• TASK TO CARRY OUT: Restate all the data exactly, so that each line is the same as before.

INFORMATION below:

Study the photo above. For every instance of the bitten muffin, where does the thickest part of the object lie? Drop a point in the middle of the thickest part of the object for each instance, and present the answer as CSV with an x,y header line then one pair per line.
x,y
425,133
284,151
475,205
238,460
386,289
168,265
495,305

End of INFORMATION.

• PROBLEM SOLUTION:
Study the photo above. For every instance of the bitten muffin, where does the thickest part of the object lie? Drop a point in the middle of the thickest part of the object for each instance, and present the answer as CSV with an x,y header line then one pair per line.
x,y
425,133
284,151
475,205
238,460
386,289
168,265
495,305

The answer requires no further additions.